Each line that follows should be printed again exactly as it stands.

※

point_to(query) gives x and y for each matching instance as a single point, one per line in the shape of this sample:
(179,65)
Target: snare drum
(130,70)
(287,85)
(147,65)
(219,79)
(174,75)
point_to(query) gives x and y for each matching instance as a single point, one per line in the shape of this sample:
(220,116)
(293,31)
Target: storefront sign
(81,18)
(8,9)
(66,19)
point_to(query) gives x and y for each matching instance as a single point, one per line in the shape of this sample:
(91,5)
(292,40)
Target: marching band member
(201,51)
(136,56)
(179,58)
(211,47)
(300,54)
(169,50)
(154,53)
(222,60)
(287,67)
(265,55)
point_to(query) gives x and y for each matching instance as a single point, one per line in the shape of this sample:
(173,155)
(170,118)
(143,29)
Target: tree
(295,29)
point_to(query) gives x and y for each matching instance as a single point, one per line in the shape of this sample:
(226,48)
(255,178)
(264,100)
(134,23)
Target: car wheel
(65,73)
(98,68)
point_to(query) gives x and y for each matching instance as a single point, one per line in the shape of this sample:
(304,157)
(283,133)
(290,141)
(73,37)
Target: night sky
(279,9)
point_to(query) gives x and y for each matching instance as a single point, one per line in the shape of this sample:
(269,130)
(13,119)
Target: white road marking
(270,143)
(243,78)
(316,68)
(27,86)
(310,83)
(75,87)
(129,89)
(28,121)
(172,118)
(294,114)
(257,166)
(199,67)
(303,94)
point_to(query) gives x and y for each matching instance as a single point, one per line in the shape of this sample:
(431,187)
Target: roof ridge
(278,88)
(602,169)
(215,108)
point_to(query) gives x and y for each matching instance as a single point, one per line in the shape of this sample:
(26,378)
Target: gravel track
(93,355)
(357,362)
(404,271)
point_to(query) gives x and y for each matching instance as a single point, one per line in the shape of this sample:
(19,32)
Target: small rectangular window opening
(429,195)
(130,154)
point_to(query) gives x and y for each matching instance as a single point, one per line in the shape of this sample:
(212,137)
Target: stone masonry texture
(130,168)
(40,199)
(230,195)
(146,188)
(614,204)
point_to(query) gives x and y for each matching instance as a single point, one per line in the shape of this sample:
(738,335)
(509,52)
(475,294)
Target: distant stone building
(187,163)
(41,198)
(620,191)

※

§ Result:
point_to(query) gives x and y for each matching instance as a single point, one per line in the shape of this sample:
(179,65)
Target: snare drum
(130,70)
(287,85)
(147,65)
(219,79)
(174,75)
point_to(query) gives x and y for each matching instance as a single point, one per line in the shape of this sample:
(220,116)
(293,31)
Target: storefront sign
(81,18)
(8,9)
(66,19)
point_to(query) gives x and y for each matching instance as a single point, one per line in the shape of this sample:
(91,5)
(292,40)
Target: marching band member
(201,51)
(136,56)
(179,58)
(211,47)
(300,54)
(169,50)
(154,53)
(222,60)
(287,67)
(265,55)
point_to(query) gives x and y for each matching instance as a single point, one per line in the shape of this sample:
(173,155)
(170,118)
(143,29)
Target: tree
(295,29)
point_to(query) gives x and y for each matching instance as a single point, one per line in the shape of this sample:
(226,48)
(255,178)
(264,100)
(134,23)
Target: car wheel
(65,73)
(98,68)
point_to(query) gives x and y for each matching instance as a single point, one per line in the shape of this sample:
(304,157)
(283,133)
(290,141)
(73,37)
Target: night sky
(279,9)
point_to(query) gives x and y for each matching instance as a single point, one per line in the shape of this sample:
(269,130)
(13,119)
Target: white road marking
(270,143)
(243,78)
(316,68)
(27,86)
(310,83)
(75,87)
(129,89)
(28,121)
(172,118)
(294,114)
(257,166)
(199,67)
(303,94)
point_to(query) gives x and y for each matching instance as a single point, one per line in the shape of this sample:
(431,187)
Target: roof ridge
(278,88)
(602,169)
(215,108)
point_to(query) gives x and y for each matching instance as a single point, one per line in the shape of this sample:
(26,378)
Target: gravel track
(93,355)
(357,362)
(404,271)
point_to(query) gives x and y for each matching instance as a single point, one per line in the shape of this sample:
(19,32)
Target: small rectangular window opening
(429,195)
(130,154)
point_to(query) gives x and y for each matching instance as a single point, one per line in the shape of this sample:
(212,137)
Target: stone masonry texture
(130,168)
(40,199)
(230,195)
(146,188)
(614,204)
point_to(query) gives x and y for each matching instance as a single point, one per line in the shape of this sample:
(738,335)
(509,52)
(475,294)
Target: distant stone building
(187,163)
(41,198)
(620,191)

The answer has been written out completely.